## WHAT THE TASK REQUIRES
Report every line of the records that contains the word "rock", matching its case exactly.

Records for identifying positions
-- begin --

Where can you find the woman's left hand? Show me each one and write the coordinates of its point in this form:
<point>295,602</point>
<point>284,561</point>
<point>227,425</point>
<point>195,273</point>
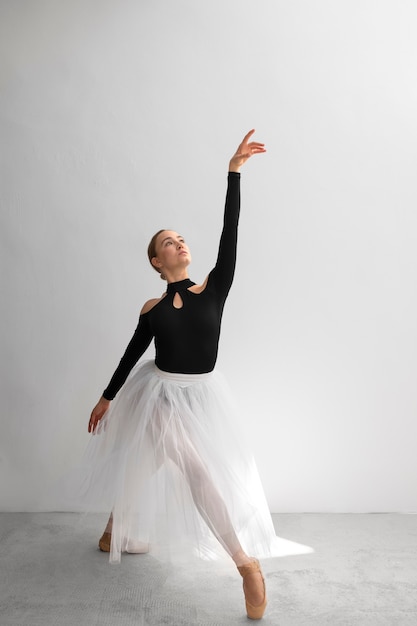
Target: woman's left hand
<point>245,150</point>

-- end --
-- begin --

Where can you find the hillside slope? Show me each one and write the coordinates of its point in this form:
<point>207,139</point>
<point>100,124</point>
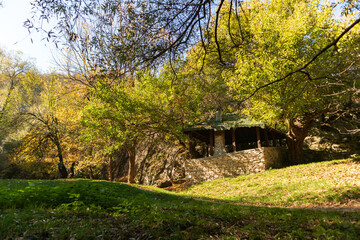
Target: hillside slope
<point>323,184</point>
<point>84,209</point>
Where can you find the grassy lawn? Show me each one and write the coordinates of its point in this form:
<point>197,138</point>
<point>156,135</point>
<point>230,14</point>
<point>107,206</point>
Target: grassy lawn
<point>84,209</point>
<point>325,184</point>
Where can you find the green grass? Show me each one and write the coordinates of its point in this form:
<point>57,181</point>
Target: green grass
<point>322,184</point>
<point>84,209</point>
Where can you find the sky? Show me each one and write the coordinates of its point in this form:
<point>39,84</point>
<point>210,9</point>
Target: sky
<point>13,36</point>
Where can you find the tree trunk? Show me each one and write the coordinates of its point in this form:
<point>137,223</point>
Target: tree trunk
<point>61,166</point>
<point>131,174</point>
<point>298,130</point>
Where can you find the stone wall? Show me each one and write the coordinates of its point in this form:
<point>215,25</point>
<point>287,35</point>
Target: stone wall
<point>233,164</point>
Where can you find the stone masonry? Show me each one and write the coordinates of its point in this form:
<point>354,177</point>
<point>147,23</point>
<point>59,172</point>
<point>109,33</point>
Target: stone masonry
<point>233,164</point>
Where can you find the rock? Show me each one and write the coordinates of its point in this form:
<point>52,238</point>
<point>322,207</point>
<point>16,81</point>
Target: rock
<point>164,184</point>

-- end --

## ANSWER IN FULL
Where can you find the rock? Show me each one and write the coordinates of its point in this form:
Target: rock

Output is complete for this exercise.